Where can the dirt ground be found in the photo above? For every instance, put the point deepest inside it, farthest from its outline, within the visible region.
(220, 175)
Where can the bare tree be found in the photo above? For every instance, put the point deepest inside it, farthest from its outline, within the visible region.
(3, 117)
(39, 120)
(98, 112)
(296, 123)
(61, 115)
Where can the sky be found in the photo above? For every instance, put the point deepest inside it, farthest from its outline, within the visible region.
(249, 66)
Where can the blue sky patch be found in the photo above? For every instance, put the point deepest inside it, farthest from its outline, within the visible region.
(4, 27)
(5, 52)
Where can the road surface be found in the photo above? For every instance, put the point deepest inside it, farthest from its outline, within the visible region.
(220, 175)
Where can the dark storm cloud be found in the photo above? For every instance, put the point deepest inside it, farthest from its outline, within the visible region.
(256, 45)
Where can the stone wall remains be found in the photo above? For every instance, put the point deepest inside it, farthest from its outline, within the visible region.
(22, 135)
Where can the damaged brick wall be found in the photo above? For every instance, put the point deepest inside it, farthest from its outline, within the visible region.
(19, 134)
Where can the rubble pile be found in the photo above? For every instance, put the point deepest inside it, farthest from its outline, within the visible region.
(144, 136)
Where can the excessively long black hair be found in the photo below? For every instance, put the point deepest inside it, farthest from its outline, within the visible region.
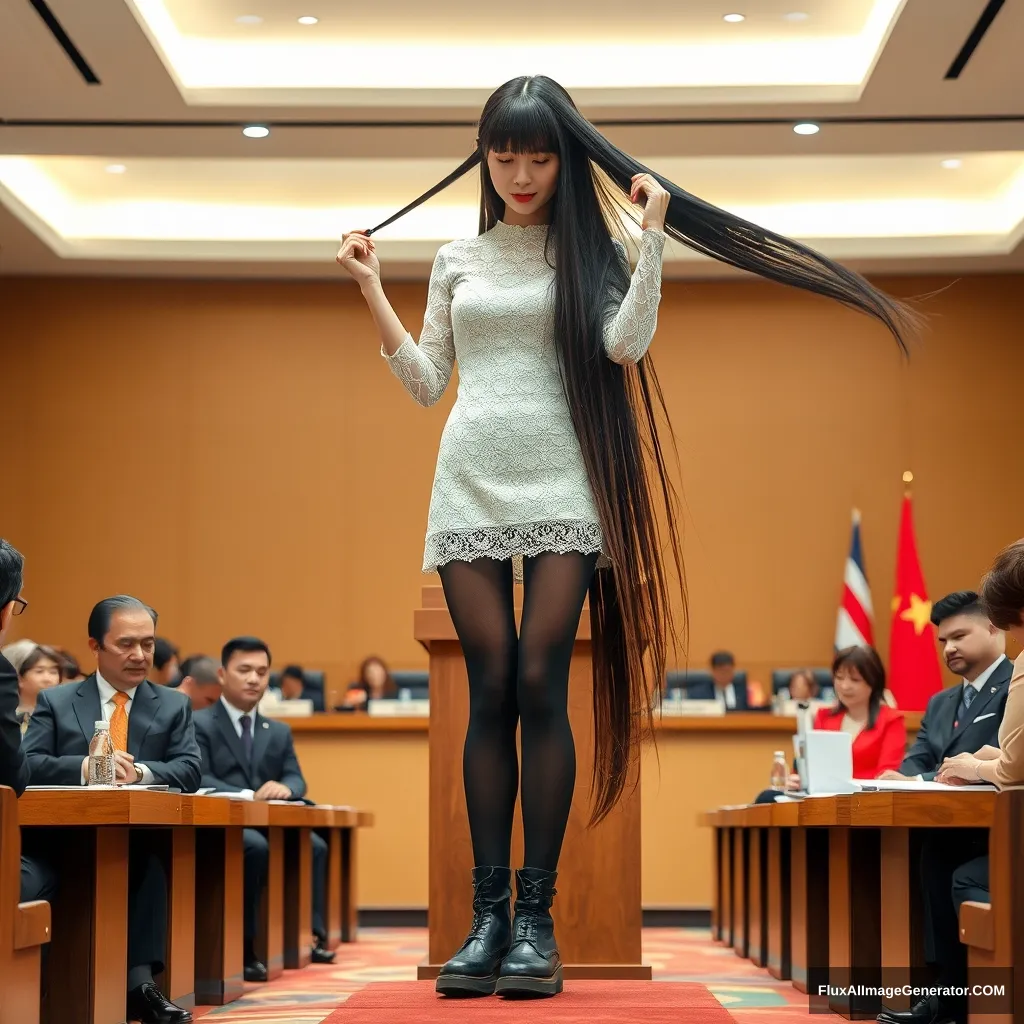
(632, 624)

-.-.-

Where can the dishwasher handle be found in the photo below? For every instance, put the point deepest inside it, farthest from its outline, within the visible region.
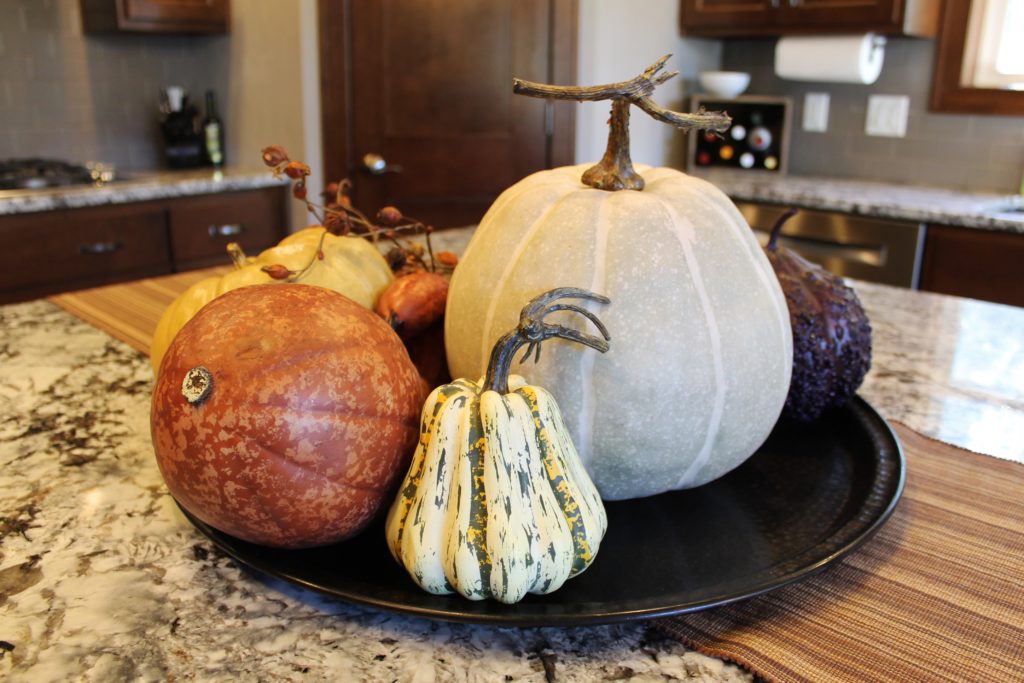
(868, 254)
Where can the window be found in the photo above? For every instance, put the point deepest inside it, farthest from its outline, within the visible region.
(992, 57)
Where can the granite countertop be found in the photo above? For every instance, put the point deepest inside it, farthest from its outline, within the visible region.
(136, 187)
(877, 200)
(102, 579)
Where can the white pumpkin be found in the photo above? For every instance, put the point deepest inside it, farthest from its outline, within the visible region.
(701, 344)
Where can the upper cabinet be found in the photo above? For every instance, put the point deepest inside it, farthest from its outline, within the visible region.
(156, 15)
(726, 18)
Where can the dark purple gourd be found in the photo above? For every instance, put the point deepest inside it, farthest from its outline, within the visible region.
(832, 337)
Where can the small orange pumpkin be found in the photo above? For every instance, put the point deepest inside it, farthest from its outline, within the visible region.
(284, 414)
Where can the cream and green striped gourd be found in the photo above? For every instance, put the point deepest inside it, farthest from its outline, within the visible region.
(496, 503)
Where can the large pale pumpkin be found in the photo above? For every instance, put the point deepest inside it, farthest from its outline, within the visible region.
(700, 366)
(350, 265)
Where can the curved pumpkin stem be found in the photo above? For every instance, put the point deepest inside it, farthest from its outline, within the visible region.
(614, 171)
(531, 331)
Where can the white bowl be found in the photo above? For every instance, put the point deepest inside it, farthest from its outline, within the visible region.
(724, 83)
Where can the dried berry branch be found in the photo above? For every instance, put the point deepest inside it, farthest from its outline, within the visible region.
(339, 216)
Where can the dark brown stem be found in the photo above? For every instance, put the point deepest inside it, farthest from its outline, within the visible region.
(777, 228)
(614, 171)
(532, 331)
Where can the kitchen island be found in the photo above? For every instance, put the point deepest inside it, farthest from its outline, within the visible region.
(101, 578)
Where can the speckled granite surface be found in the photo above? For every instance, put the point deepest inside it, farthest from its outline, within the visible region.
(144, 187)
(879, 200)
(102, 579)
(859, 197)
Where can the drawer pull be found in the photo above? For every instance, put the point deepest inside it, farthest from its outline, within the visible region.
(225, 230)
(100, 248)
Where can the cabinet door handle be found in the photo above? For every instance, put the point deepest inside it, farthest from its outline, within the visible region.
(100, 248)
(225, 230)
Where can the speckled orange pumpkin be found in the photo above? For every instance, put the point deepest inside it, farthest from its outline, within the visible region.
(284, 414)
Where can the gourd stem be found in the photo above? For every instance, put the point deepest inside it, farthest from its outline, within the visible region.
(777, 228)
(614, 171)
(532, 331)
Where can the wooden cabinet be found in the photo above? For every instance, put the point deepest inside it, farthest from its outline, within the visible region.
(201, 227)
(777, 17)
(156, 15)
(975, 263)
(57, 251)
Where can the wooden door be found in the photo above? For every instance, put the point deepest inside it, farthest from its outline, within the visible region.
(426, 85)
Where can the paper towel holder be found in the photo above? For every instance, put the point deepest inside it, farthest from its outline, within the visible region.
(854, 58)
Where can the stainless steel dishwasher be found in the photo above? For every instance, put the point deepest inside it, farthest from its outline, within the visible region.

-.-.-

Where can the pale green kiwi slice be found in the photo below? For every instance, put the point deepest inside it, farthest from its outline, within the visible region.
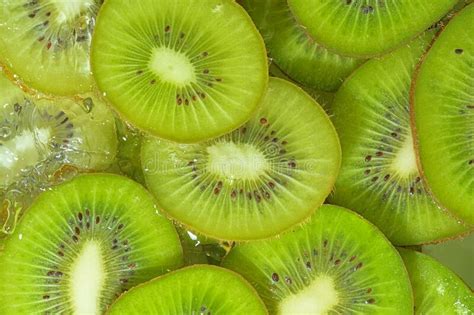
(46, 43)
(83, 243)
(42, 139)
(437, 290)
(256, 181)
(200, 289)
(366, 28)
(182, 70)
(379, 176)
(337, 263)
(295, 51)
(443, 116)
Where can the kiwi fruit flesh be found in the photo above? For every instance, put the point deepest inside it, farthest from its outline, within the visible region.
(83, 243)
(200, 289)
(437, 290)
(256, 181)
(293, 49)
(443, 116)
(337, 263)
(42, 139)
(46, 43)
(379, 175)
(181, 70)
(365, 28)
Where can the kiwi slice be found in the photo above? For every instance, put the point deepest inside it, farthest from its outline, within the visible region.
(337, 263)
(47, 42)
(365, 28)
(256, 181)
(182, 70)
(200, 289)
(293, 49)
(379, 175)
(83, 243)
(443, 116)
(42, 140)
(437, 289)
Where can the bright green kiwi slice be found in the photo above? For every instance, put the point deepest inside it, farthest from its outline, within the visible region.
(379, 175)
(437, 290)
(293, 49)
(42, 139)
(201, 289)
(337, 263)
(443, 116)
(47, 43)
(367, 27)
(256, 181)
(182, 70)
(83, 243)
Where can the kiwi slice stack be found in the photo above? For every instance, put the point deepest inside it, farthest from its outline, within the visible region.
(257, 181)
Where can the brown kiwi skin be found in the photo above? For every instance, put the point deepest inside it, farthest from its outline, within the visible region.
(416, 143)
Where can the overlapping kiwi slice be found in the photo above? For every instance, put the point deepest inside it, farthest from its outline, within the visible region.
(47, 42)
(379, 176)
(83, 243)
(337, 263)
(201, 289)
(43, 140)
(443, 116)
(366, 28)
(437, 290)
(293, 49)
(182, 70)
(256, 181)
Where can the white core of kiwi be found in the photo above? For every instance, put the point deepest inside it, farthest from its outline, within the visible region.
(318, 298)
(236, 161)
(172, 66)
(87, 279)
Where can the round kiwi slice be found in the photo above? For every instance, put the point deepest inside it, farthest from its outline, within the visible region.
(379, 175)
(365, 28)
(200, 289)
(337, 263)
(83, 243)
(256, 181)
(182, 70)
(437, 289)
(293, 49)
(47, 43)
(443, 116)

-.-.-

■ WHAT IS BEING ASKED: Word for word, restate the lines above from the line containing "Where can the wooden door" through the line containing "Where can the stainless", with both included and nothing else.

■ RESPONSE:
Where can the wooden door be found in the photo above? For every instance, put the point deepest inside it, farthest from its outline, within the visible region.
(426, 85)
Where can the paper towel holder be found in the photo above? For every instance, put the point deepest inside it, farthest from its outline, within the visible region.
(854, 58)
Where can the stainless steel dishwasher be found in the photo above? For every instance, put the point deepest inside it, farthest from its outline, within the visible region.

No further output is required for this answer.